◆ ARBEITSDATEN ◆

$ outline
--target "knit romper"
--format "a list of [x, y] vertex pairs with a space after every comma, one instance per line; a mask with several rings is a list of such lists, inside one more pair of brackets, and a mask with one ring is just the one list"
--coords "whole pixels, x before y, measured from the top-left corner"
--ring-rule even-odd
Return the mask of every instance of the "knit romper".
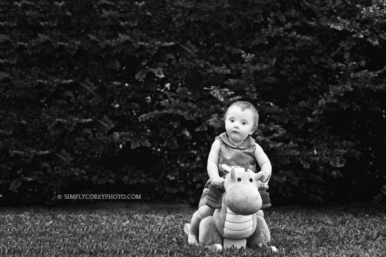
[[[216, 137], [216, 140], [220, 143], [218, 168], [220, 177], [225, 178], [228, 173], [222, 168], [222, 164], [235, 167], [246, 167], [246, 165], [249, 165], [249, 169], [254, 172], [256, 168], [256, 160], [254, 154], [256, 149], [254, 139], [249, 136], [242, 144], [235, 146], [231, 142], [226, 133], [224, 132]], [[199, 207], [206, 204], [210, 184], [211, 180], [209, 179], [203, 190]]]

◆ AUFGABENBESCHREIBUNG ◆
Wiederhole alle Zeilen der obigen Daten wortgetreu. Lass dabei die Bilder weg.

◆ SCHRIFTLICHE LÖSUNG ◆
$ outline
--target "knit romper"
--format "a list of [x, y] vertex pairs with a space after every comma, one instance per line; a mask with several rings is a list of such lists, inside one more pair of brackets, and a mask with one ring is just the one list"
--coords "whole pixels, x before y, measured from the top-left corner"
--ring-rule even-odd
Return the mask of every instance of the "knit romper".
[[[216, 137], [216, 140], [220, 143], [218, 168], [220, 177], [225, 178], [228, 173], [222, 168], [222, 164], [235, 167], [246, 167], [246, 165], [249, 165], [249, 169], [254, 172], [256, 168], [256, 160], [254, 154], [256, 149], [254, 139], [249, 136], [242, 144], [235, 146], [231, 142], [226, 133], [224, 132]], [[199, 207], [206, 204], [210, 184], [211, 180], [209, 179], [203, 190]]]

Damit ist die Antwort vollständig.